In the late 1990s the British Institute of Cleaning Science (BICSc) began to develop a universal colour code for the cleaning industry. There were no National or International compulsory standards that existed in the industry so they devised a simple method with some basic guidelines.
The aim was to raise standards and reduce cross contamination in cleaning areas by using a simple method using four main colours – RED, BLUE, GREEN and YELLOW.
These four colours are implemented across all cleaning equipment to identify what can be used in certain areas, reducing the risk of germs spreading and increasing hygiene throughout a business. The four main areas are public low risk areas, washrooms, food preparation areas and clinical areas.
From 1st January 2006 a number of new food and hygiene legislations were introduced to the UK and as a good practice the Food Standards Agency suggested that separate cleaning equipment should be used in areas were food is stored, handled and prepared. The colour coding system complied with these legislations and have been implemented in many different hygiene practices.
As businesses must now also adhere to the Environmental Health Officer (EHO), the use of this colour coded system is highly useful and has been widely adopted across the catering industry, as well as offices, factories and the retail sector. Choosing to conform to the system in the workplace makes cleaning easy and efficient and in turn increases general cleanliness.
Cross contamination is one of the highest risks in the spread of infections and this system has shown to effectively reduce this risk, preventing bacteria being spread from one area to another.
What is the colour coding chart?
RED – a colour that is associated with hazards, The red colour code is assigned to area such as washrooms.
BLUE – the blue colour code has been assigned to low risk areas. These include office and classroom desktops, hallways and for general dusting and polishing. These areas are where there is generally a lower risk of infections.
GREEN – The green colour code has been assigned to food preparation areas, including kitchens and other areas such as factories where food is processed. The cross contamination of food poses one of the highest risks of infection.
YELLOW – The yellow colour code has been associated with clinical use, such as GP surgeries and Hospital Wards.
Colour Coded Cleaning Items include
- Mop Buckets
- Spray Bottles
- Brushes and Dustpans
It is extremely important that you avoid storing cleaning supplies with different colours in the same location.
The Main Benefits of Colour Coding are
- Minimise the risk of cross contamination.
- Streamline cleaning process to make cleaning more consistent.
- Increase customer confidence in processes and cleanliness.
- Remove any language barriers – colours are easily identified.
- Simplify any training requirements.

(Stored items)
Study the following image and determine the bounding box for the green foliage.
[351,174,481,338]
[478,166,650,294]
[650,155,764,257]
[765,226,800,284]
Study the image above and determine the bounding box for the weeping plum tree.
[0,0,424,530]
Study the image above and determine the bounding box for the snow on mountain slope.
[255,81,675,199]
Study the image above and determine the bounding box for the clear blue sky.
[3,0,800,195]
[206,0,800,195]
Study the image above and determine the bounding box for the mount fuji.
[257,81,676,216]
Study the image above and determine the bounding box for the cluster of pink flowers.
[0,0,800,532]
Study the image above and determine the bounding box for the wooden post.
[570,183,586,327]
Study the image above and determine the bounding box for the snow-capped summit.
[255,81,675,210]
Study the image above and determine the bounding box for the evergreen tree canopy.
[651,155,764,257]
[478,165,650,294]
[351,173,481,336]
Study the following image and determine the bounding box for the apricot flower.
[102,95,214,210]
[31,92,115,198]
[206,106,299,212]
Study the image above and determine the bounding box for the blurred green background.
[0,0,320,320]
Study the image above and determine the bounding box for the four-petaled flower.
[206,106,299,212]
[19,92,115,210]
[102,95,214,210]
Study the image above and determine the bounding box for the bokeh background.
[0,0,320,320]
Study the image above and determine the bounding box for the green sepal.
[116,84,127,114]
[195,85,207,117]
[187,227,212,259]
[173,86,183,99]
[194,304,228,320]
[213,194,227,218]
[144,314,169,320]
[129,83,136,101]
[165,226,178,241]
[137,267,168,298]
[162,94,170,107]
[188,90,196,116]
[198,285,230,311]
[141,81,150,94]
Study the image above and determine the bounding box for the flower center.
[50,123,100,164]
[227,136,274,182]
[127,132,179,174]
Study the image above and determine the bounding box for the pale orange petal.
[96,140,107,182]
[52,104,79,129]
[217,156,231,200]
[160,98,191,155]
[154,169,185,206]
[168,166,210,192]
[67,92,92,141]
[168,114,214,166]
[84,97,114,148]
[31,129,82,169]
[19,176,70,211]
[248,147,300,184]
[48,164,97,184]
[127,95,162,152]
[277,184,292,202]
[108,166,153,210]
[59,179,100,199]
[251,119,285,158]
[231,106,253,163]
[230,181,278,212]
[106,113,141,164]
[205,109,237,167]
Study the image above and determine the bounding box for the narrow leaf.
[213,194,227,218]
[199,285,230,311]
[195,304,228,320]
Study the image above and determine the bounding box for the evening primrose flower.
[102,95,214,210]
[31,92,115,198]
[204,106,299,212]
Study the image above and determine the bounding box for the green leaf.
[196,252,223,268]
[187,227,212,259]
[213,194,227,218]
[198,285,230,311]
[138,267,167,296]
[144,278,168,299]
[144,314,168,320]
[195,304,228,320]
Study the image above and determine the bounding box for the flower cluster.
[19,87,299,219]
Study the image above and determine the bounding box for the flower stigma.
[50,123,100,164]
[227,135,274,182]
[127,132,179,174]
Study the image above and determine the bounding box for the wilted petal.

> YOUR TASKS
**1.** Duplicate the portion of the text on color-coded cleaning starting at "What is the" and ending at "risk of infections.".
**2.** List every main benefit of color coding that the text on color-coded cleaning names.

> RESPONSES TO THE TASKS
**1.**
What is the colour coding chart?
RED – a colour that is associated with hazards, The red colour code is assigned to area such as washrooms.
BLUE – the blue colour code has been assigned to low risk areas. These include office and classroom desktops, hallways and for general dusting and polishing. These areas are where there is generally a lower risk of infections.

**2.**
- Minimise the risk of cross contamination.
- Streamline cleaning process to make cleaning more consistent.
- Increase customer confidence in processes and cleanliness.
- Remove any language barriers – colours are easily identified.
- Simplify any training requirements.